Material for the task:
■ ■ ■ ■

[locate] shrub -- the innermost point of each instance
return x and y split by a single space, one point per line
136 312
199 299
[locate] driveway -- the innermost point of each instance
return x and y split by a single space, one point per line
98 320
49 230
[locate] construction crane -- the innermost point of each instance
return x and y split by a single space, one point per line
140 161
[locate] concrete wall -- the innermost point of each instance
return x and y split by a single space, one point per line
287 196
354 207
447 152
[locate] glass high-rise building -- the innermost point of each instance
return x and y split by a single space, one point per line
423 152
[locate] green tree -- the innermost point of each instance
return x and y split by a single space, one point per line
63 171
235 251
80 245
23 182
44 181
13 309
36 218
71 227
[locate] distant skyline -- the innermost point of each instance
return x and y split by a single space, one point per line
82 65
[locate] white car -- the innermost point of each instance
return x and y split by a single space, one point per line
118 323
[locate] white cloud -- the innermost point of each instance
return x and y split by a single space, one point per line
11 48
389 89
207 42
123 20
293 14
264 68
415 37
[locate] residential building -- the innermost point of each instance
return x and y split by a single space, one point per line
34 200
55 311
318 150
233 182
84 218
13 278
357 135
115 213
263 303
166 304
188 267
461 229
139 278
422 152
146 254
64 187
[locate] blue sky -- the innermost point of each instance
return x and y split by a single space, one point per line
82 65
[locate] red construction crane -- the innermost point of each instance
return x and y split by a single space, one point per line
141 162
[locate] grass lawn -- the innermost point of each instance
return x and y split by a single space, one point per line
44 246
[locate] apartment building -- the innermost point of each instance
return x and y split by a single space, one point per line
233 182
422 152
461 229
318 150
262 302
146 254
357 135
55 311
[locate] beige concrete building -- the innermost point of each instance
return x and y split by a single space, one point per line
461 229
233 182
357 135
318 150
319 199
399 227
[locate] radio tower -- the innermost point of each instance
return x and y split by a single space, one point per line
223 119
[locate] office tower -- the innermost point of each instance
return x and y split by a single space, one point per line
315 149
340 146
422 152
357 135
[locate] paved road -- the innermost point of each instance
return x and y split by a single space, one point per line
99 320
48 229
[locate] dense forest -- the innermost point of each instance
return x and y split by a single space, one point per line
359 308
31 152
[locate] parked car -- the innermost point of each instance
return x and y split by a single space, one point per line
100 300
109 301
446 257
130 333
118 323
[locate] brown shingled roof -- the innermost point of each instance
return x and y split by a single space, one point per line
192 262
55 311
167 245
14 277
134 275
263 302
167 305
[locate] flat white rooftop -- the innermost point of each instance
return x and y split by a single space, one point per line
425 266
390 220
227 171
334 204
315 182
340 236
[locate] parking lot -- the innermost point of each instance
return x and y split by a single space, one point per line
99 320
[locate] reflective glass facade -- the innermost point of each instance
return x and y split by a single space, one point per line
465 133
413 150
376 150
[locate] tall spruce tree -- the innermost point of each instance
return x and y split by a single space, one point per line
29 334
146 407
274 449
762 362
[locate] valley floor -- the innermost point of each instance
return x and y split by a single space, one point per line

■ ■ ■ ■

What this task involves: Every line above should be retyped exactly as given.

Problem solution:
[locate] shrub -- the innermost point of each instance
return x and y split by a single space, one point per line
136 312
199 299
[locate] driveway -- the innermost point of each instance
return x and y split by a single space, one point per line
98 320
49 230
[locate] construction crane -- the innermost point of each instance
return x and y split by a single space, one point per line
140 161
[locate] concrete wall -- the innermost point of each instance
return x and y split by a single space, one point per line
287 196
354 207
447 152
[locate] glass high-rise building -- the innermost point of each instance
return x and y split by a single space, one point per line
423 152
[locate] green tree -- the innermost point of each instance
return x and y split by a single space, one point per line
63 171
235 251
80 245
23 182
44 181
13 309
36 218
71 227
[locate] distant skyline -- the innermost point of each instance
return x and y split by a single space, one point per line
82 65
[locate] white car -- the innermost point of each instance
return x and y split by a single space, one point per line
118 323
[locate] white cloud -- the innermost point of each instance
return x and y split by a single space, one point per line
11 48
389 89
207 42
123 20
293 14
264 68
415 37
[locate] residential building -- the innermost point of each instance
return x and y split by a single space, one point per line
34 200
55 311
318 150
233 182
84 218
13 278
357 135
115 213
263 303
166 304
188 267
461 229
139 278
422 152
146 254
64 187
[locate] blue sky -- the innermost point of each instance
return x and y split by a single space, one point per line
82 65
[locate] red construction crane -- the innermost point of each instance
return x and y split by a single space, one point per line
141 162
[locate] grass lawn -- the innermost point of each instance
return x and y split by a single space, one point per line
44 246
[locate] apartment building -- the innermost point of each instance
return x and y split by a single space, one point per line
233 182
422 152
461 229
318 150
262 302
146 254
357 135
55 311
[locate] beige concrete building -- the innermost point of each instance
return x and y split by a single space, one point per line
461 229
233 182
357 135
318 150
319 199
399 227
[locate] radio tower -- the innermost point of each instance
return x and y split by a single space, one point per line
223 119
[locate] office tower -- the innermost point of each instance
return x and y split by a single space, one point per line
315 149
340 146
422 152
357 135
[locate] paved road -- the innermost point of each instance
return x and y split by a single space, one point per line
99 320
48 229
[locate] dense forest -- the innermost point of each instance
return x and y split by a single space, one point per line
359 308
31 152
[locate] parked car -- the innermost point of each instance
return x and y split by a single space, one point per line
100 300
109 301
446 257
130 333
118 323
[locate] brown shingled roof -- the innermost point of each instance
return x and y split by a single space, one point per line
192 262
55 311
167 245
14 277
134 275
263 302
167 305
[locate] flat white rooftop -- the innermost point of each instance
return x and y split by a single space, one point per line
425 266
390 220
227 171
334 204
315 182
340 236
[locate] parking lot -- the innermost point of each instance
return x and y split by a single space, one point per line
99 320
[locate] reflective glass facade -- the innermost point of each instance
return x and y split by a single space, one point per line
465 133
413 150
376 150
[locate] tall spruce tree -- the innermost point of each instance
return x and y split by a single space, one point per line
29 334
146 407
274 449
762 362
[locate] valley floor -- the innermost point of each instance
return x and y split by a single space, one point per line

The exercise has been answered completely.